● **PROBLEM**:
Your output should consist of the data, copied exactly.

● **PROVIDED RECORDS**:
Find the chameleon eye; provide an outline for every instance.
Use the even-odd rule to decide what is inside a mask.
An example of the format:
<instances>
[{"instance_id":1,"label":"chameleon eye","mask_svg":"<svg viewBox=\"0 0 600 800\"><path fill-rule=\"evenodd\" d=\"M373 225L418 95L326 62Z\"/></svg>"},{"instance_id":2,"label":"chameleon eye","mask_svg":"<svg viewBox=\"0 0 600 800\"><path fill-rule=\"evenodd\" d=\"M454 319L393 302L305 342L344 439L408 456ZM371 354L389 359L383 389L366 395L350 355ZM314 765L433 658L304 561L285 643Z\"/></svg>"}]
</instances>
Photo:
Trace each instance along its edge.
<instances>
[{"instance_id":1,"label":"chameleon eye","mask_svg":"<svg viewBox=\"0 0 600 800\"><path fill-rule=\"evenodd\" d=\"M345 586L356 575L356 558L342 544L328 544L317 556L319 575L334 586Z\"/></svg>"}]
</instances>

● **YOUR SOLUTION**:
Find the chameleon eye; provide an outline for every instance.
Use the even-odd rule to decide what is inside a mask.
An example of the format:
<instances>
[{"instance_id":1,"label":"chameleon eye","mask_svg":"<svg viewBox=\"0 0 600 800\"><path fill-rule=\"evenodd\" d=\"M373 225L418 95L326 62Z\"/></svg>"},{"instance_id":2,"label":"chameleon eye","mask_svg":"<svg viewBox=\"0 0 600 800\"><path fill-rule=\"evenodd\" d=\"M454 319L393 302L305 342L344 439L408 456ZM371 354L389 359L383 389L366 395L350 355ZM314 765L433 658L304 561L285 643Z\"/></svg>"}]
</instances>
Photo:
Trace each instance along its edge.
<instances>
[{"instance_id":1,"label":"chameleon eye","mask_svg":"<svg viewBox=\"0 0 600 800\"><path fill-rule=\"evenodd\" d=\"M345 586L356 575L356 558L342 544L328 544L317 556L319 575L334 586Z\"/></svg>"}]
</instances>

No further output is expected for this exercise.